▶ **To do**: Each entry should be written out once more, exactly as given below.

▶ **Exercise materials**:
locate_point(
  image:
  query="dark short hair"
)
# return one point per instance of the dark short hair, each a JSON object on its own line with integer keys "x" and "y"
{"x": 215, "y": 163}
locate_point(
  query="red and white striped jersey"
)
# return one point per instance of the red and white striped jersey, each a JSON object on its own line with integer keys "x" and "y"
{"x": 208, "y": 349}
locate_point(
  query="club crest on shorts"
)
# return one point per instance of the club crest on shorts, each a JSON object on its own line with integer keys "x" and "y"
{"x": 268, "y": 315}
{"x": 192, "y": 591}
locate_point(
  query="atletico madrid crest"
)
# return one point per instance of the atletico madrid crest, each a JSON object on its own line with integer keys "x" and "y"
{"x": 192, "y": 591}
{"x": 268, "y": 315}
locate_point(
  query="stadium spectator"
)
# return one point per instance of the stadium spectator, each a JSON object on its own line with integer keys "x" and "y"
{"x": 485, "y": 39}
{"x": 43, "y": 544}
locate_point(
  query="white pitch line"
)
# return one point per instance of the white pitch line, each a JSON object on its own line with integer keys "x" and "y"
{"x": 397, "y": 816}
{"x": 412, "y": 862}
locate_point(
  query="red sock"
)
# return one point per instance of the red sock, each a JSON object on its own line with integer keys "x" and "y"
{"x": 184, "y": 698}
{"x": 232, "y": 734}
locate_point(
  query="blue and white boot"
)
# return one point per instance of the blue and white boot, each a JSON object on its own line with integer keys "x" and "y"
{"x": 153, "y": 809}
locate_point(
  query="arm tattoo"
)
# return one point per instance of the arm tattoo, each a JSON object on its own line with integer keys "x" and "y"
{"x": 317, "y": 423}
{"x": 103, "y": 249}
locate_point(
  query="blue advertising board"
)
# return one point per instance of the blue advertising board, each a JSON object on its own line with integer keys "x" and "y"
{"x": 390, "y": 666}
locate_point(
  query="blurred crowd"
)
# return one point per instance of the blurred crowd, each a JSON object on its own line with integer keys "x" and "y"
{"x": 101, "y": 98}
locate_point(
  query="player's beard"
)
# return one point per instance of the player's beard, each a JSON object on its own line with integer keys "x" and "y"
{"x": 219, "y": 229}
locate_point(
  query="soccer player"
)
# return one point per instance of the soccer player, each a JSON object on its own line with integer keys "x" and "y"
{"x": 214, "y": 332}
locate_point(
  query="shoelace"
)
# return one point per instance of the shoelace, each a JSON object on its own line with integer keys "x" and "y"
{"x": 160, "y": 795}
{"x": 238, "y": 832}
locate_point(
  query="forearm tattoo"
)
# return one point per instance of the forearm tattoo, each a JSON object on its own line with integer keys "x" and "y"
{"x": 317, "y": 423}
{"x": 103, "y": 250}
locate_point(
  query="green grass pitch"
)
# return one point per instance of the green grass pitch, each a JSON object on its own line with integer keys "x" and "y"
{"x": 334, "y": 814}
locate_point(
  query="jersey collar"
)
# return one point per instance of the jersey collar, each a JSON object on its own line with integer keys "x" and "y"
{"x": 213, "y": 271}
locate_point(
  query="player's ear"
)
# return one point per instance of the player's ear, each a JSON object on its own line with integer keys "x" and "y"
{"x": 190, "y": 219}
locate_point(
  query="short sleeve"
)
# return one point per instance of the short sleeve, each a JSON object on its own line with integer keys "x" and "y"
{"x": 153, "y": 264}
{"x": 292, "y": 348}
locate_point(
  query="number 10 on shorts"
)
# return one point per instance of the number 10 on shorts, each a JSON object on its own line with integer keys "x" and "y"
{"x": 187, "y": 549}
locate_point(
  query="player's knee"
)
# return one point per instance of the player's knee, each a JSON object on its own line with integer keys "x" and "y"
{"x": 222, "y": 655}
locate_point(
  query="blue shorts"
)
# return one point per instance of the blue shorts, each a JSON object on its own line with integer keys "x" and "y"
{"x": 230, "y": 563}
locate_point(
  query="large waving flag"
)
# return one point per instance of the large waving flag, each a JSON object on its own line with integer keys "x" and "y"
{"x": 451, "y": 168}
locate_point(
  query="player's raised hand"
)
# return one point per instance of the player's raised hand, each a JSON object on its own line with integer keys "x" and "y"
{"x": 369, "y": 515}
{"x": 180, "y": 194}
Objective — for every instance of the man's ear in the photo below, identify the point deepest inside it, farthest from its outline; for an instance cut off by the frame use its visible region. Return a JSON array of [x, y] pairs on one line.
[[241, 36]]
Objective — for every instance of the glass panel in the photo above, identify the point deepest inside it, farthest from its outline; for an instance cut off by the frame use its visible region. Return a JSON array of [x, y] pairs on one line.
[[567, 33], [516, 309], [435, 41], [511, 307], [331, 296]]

▶ **Expected answer**:
locate_point(
  image:
  query="dark short hair"
)
# return one point per instance of the dark short hair, each a JSON object on its own line with integer keys "x" and "y"
{"x": 215, "y": 163}
locate_point(
  query="red and white striped jersey"
)
# return one point per instance of the red and white striped jersey, each a JSON object on its own line with integer keys "x" and "y"
{"x": 208, "y": 349}
locate_point(
  query="club crest on shorts"
)
# return one point per instance of the club crest on shorts, each a JSON object on its own line with integer keys "x" and "y"
{"x": 268, "y": 315}
{"x": 192, "y": 591}
locate_point(
  query="atletico madrid crest"
)
# return one point per instance of the atletico madrid crest, each a JSON object on its own line with integer keys "x" and "y"
{"x": 192, "y": 591}
{"x": 268, "y": 315}
locate_point(
  query="stadium spectator"
)
# return one point per instance of the stadium spectator, each a JSON object on its own line with integer keys "x" and "y"
{"x": 485, "y": 39}
{"x": 43, "y": 544}
locate_point(
  query="white pitch line"
)
# return one point per instance of the white pitch line, each a JSON object on its own line with integer keys "x" and "y"
{"x": 397, "y": 816}
{"x": 412, "y": 862}
locate_point(
  query="red sock"
)
# return one point per instance of the red sock, each a JSON object on its own line with integer keys "x" and "y"
{"x": 184, "y": 698}
{"x": 232, "y": 734}
locate_point(
  query="blue and white boot"
)
# return one point per instance of the blue and white boot, each a JSON object on its own line with integer keys "x" and "y"
{"x": 153, "y": 809}
locate_point(
  query="arm tattoo"
)
# return one point per instance of the arm tattoo, each a JSON object on its own line with integer keys "x" and "y"
{"x": 317, "y": 423}
{"x": 103, "y": 249}
locate_point(
  query="blue advertising board"
)
# return one point per instance of the blue advertising board, each a JSON object on its own line with integer keys "x" and "y"
{"x": 390, "y": 666}
locate_point(
  query="blurred crowd"
)
# return one point per instance of the blurred crowd, each a JSON object on its own line with integer keys "x" and "y"
{"x": 101, "y": 98}
locate_point(
  query="player's beard"
)
# return one point per instance of the player's beard, each a JSON object on its own line with integer keys "x" and "y"
{"x": 219, "y": 229}
locate_point(
  query="soccer player"
)
# return one point per instance of the soccer player, each a JSON object on its own line with integer keys "x" and "y"
{"x": 214, "y": 332}
locate_point(
  query="shoelace"
)
# return one point per instance of the shoelace, each a JSON object on its own line with integer keys "x" and "y"
{"x": 160, "y": 795}
{"x": 238, "y": 832}
locate_point(
  query="forearm tattoo"
)
# return one point per instance of the forearm tattoo, each a JSON object on its own line with integer keys "x" and "y"
{"x": 317, "y": 423}
{"x": 103, "y": 250}
locate_point(
  query="green grass pitch"
)
# return one point per instance of the green grass pitch, each a JSON object on its own line with integer keys "x" and "y"
{"x": 334, "y": 814}
locate_point(
  query="jersey collar"
)
# return one point per instance of the jersey collar, each a JSON object on its own line with integer keys "x" and "y"
{"x": 213, "y": 271}
locate_point(
  query="player's ear"
)
# return one point per instance of the player's ear, each a JSON object on its own line with integer keys "x" and "y"
{"x": 190, "y": 219}
locate_point(
  query="short sleeve"
)
# return one point per instance of the short sleeve, each a JSON object on its own line with integer keys "x" and "y"
{"x": 153, "y": 264}
{"x": 292, "y": 348}
locate_point(
  query="number 10 on shorts"
)
# return one point per instance of the number 10 on shorts, each a JSON object on its own line with integer keys "x" and "y"
{"x": 187, "y": 549}
locate_point(
  query="player's knee"
)
# return one point per instance of the player's knee, each a JSON object on its own line with integer keys "x" and "y"
{"x": 222, "y": 655}
locate_point(
  query="blue shorts"
)
# return one point per instance of the blue shorts, each a JSON object on its own line with integer keys "x" and "y"
{"x": 230, "y": 563}
locate_point(
  query="large waving flag"
)
# return one point per instance of the large waving flag, each a JSON object on its own line with integer keys "x" and "y"
{"x": 451, "y": 168}
locate_point(
  query="player's raised hand"
)
# return one point per instance of the player's raised hand, each a JSON object on its own line with integer keys "x" and "y"
{"x": 369, "y": 515}
{"x": 180, "y": 194}
Objective — for every instance of the man's ear in the photo below, identify the point deepest inside it, farthest from its outline; for an instance cut off by the frame use its visible region. Return a JSON array of [x, y] pairs on one line.
[[241, 36]]
Objective — for every instance of the glass panel in the photo above, identify the point deepest inside it, farthest from its outline; for an instance cut off by the frame use its visible region. Return a JSON array of [x, y] pairs on one line.
[[567, 33], [516, 309], [435, 41], [511, 307], [331, 296]]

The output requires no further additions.